■ The request ■
Could you write out the records below exactly as they appear, leaving out any pictures?

--

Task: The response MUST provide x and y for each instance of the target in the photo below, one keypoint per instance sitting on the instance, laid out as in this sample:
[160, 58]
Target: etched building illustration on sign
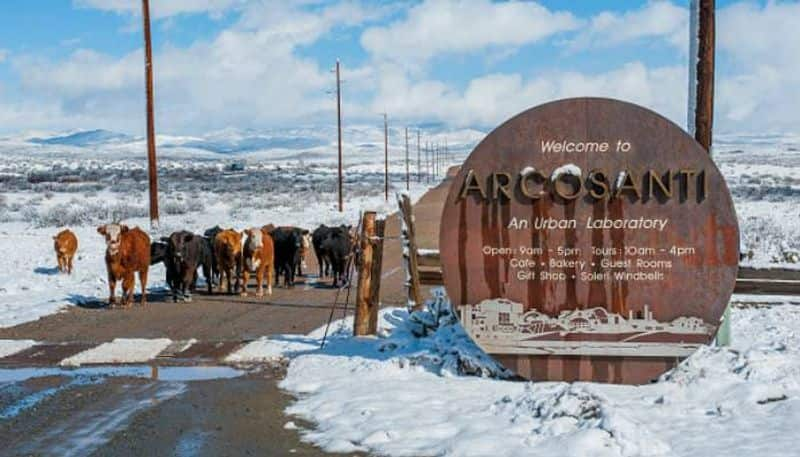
[502, 326]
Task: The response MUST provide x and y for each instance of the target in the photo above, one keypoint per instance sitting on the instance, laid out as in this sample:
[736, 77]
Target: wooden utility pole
[701, 93]
[386, 157]
[419, 163]
[427, 162]
[152, 169]
[369, 276]
[414, 297]
[408, 176]
[447, 158]
[339, 131]
[704, 108]
[436, 161]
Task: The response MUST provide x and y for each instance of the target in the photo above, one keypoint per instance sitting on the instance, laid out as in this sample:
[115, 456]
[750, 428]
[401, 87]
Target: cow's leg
[191, 282]
[259, 281]
[245, 279]
[112, 292]
[128, 282]
[239, 270]
[143, 282]
[209, 277]
[270, 274]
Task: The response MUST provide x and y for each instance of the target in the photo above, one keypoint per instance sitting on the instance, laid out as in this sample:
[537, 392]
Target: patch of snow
[271, 348]
[11, 347]
[395, 395]
[121, 350]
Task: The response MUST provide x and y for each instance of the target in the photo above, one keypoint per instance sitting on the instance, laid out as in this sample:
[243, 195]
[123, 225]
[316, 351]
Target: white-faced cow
[259, 257]
[228, 257]
[288, 242]
[66, 244]
[127, 252]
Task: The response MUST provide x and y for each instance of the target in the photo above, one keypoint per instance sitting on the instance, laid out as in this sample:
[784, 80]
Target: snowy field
[86, 179]
[737, 401]
[447, 397]
[241, 178]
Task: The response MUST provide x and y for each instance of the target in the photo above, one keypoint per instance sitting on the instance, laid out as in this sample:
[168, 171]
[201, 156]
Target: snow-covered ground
[242, 178]
[400, 395]
[85, 179]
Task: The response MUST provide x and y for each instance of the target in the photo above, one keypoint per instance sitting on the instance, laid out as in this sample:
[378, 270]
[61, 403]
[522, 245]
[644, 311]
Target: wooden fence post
[410, 261]
[377, 267]
[369, 276]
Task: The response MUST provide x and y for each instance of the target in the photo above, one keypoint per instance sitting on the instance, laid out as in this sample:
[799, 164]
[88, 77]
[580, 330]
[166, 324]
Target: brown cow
[259, 256]
[228, 255]
[127, 252]
[65, 244]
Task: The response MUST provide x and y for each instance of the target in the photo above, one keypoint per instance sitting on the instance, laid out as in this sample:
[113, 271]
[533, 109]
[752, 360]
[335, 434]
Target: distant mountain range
[236, 141]
[85, 138]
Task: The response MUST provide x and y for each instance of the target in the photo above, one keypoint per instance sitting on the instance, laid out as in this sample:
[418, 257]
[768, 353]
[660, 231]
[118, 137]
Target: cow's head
[255, 239]
[306, 243]
[113, 234]
[177, 243]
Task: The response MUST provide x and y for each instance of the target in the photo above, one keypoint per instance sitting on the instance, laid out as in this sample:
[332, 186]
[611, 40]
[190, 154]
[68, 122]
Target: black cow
[209, 236]
[159, 252]
[337, 247]
[317, 237]
[288, 242]
[185, 253]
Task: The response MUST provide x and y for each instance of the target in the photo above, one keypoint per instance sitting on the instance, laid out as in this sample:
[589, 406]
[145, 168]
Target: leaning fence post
[375, 283]
[410, 261]
[364, 295]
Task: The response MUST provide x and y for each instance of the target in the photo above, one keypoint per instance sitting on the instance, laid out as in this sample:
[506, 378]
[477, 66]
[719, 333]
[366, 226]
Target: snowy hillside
[47, 185]
[740, 401]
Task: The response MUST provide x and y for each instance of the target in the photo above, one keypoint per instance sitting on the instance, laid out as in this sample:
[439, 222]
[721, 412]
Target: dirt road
[228, 317]
[48, 411]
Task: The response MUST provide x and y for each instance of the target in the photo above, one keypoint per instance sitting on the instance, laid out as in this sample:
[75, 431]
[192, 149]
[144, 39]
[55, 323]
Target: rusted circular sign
[589, 239]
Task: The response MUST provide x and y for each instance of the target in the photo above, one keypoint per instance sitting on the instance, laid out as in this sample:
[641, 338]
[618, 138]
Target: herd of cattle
[226, 257]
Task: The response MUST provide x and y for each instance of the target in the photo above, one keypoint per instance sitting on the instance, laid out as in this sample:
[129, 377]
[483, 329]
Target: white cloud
[760, 44]
[248, 75]
[655, 19]
[252, 74]
[491, 99]
[460, 26]
[160, 9]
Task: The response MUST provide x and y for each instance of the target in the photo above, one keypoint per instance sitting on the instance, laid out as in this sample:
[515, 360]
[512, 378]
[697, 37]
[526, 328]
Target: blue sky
[262, 64]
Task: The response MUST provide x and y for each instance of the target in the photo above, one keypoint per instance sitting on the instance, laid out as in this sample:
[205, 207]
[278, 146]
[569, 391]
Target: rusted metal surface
[698, 285]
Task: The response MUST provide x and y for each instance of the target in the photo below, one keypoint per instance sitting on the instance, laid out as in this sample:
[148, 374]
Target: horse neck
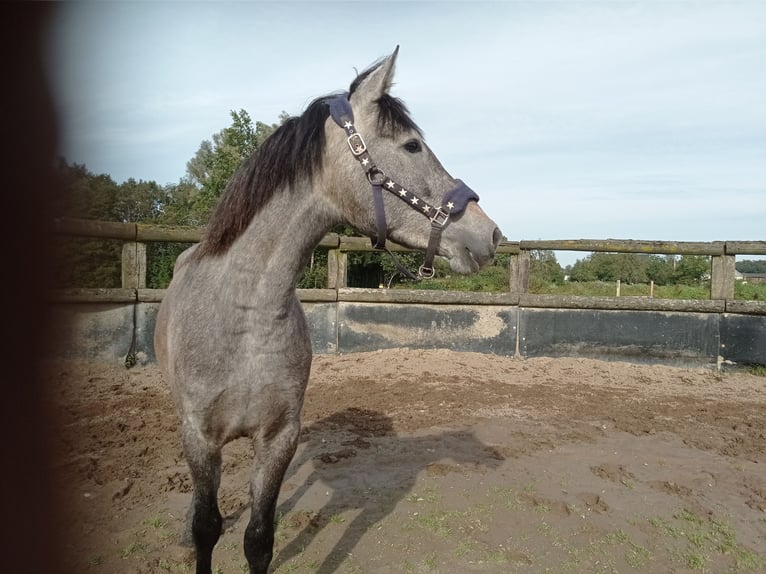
[274, 250]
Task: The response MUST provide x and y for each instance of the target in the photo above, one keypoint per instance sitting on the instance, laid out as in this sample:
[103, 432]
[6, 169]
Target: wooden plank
[169, 233]
[746, 307]
[519, 273]
[428, 297]
[620, 303]
[317, 295]
[91, 228]
[92, 296]
[628, 246]
[330, 241]
[151, 295]
[746, 247]
[722, 277]
[133, 265]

--

■ Completed task ■
Task: The response MUST provide x and y for each instance of the target in the photo below, one keypoint per instance sitting on the instance, laid out as in this sample:
[160, 58]
Target: etched building illustration on sign
[502, 326]
Task: The response MUST provide x and y for each instance of the target in the photo above, one keypoint per instance sitting on the instance, laid out as in this sample:
[736, 77]
Target: wooden utility pole
[701, 93]
[386, 157]
[419, 163]
[427, 162]
[152, 169]
[369, 276]
[414, 297]
[408, 176]
[447, 158]
[339, 131]
[704, 108]
[436, 161]
Task: The response MUST provide x and y for each instance of the target in the photo above, one keypoint per instance sitting on the instance, laid out as in this sample:
[115, 456]
[750, 428]
[401, 87]
Target: cow's leg
[191, 282]
[259, 281]
[245, 279]
[112, 292]
[128, 282]
[239, 270]
[143, 282]
[209, 277]
[270, 274]
Task: The response MUST provide x and y for each instance of the target in the photo above, one keypoint per instance sitting on the instance, laid out as in this sample:
[537, 392]
Target: patch of snow
[271, 348]
[11, 347]
[395, 395]
[121, 350]
Task: The response MUST provide x and y for each instance of the target in the photo above, one keypoint per instance sitting on the instance, laid out as in this sample:
[243, 195]
[123, 225]
[316, 351]
Target: white-faced cow
[259, 257]
[228, 257]
[288, 242]
[66, 244]
[127, 252]
Task: The response MUST provide x and y for each instance of the target in the photo above, one keypoint per instance sitting on the instance, laid out as in this sample:
[784, 80]
Target: snowy field
[86, 179]
[737, 401]
[447, 397]
[241, 178]
Task: The response MUST provide x and y for each instance of the target in the photo above, one keypoint per instance sitting on the instance, laid out as in this sample:
[168, 171]
[201, 156]
Target: snow-covered ground
[242, 178]
[400, 395]
[85, 179]
Task: The response MUST provide x and y for each instance of the target in the photo above, one keypoint per instance sitting on the instance, laid out as in this sample:
[378, 270]
[61, 403]
[522, 245]
[644, 311]
Target: wooden fence post
[410, 261]
[377, 267]
[369, 276]
Task: The response MUST provide x and y for each instance of the target in the photo above, one keypoint per instance sitting on the instance, laid out as in this sample:
[799, 164]
[88, 77]
[580, 330]
[166, 324]
Target: brown cow
[259, 256]
[228, 255]
[127, 252]
[65, 244]
Task: The response MUST provide x and y for each instance of the target in the photo above, one keypoint per instance sitting on the instance, laid out as in this sample:
[113, 271]
[533, 109]
[752, 360]
[335, 434]
Target: distant mountain range
[236, 141]
[85, 138]
Task: The response MUST provide x and y for each instance of the target in the photo above, one keypoint per instance sitting on the instance, laid out as in this sample:
[418, 257]
[768, 353]
[660, 231]
[118, 137]
Target: cow's head
[255, 239]
[306, 243]
[113, 234]
[177, 243]
Task: The response MUST provide x and y for each instance of the target in the photo above, one keypoint per instance sitting on the instance, laid out as in this sample:
[332, 186]
[611, 40]
[190, 154]
[68, 122]
Target: black cow
[209, 236]
[159, 252]
[337, 247]
[317, 237]
[288, 242]
[185, 253]
Task: The response MUST provide x and y for each instance of the target in the photo above, one keypoint per instance sitting on the instance, laid out as in this sample:
[589, 406]
[145, 168]
Target: leaning fence post
[375, 283]
[410, 261]
[364, 295]
Task: The response MUST provide x and y for each instance of the target in the photo above, one keypoint per instance sitting on the instance, laid out as in this sample:
[506, 378]
[477, 66]
[719, 333]
[366, 226]
Target: snowy hillside
[47, 185]
[740, 401]
Task: The response MUST provide x and y for each instance of the target in the photo above, one keypoint per instance sitting on the instance, laid out as in this sample:
[439, 222]
[721, 412]
Target: dirt road
[228, 317]
[48, 411]
Task: The response MUST provide x and y for each instance of the target in the photo above, one keypoint per instance sitting on the instance, laid out as in this sample:
[75, 431]
[192, 149]
[144, 39]
[55, 323]
Target: rusted circular sign
[589, 239]
Task: The response MUST provide x and y for each instance of the target in the photo above, one keypoint per instance sitting on the instance, laid out as in this sample:
[641, 338]
[618, 138]
Target: herd of cattle
[226, 257]
Task: The response MUST provide x and y for each instance of the target in the photo above, one keypoint per instance sitting on the instance, laid out as in this sample:
[129, 377]
[483, 329]
Target: white cloud
[760, 44]
[248, 75]
[655, 19]
[252, 74]
[491, 99]
[460, 26]
[160, 9]
Task: The response MUST provide x and y for each instance of the target in the photo above, one keypoint per instance sitting on the instance, laid out as in this sample:
[515, 360]
[512, 378]
[697, 37]
[526, 328]
Target: blue sky
[262, 64]
Task: The response MUST provide x and y for each instance of the target in the photo above, one keypoint per instance sitting on the instance, laid out as in this sample:
[205, 207]
[278, 146]
[569, 391]
Target: rusted metal surface
[698, 285]
Task: The response MUST provide x and y for each instance of the target in the photo below, one keypoint per instance sitting on the instance, laid out as in this sample:
[148, 374]
Target: horse neck
[274, 250]
Task: The response MUST provide x and y for each instance of the target in the photo above, one keypoint per instance sitting on the instance, laid out as in this sample:
[103, 432]
[6, 169]
Target: wooden plank
[169, 233]
[746, 307]
[519, 273]
[428, 297]
[620, 303]
[317, 295]
[91, 228]
[92, 296]
[628, 246]
[330, 241]
[151, 295]
[746, 247]
[722, 277]
[133, 265]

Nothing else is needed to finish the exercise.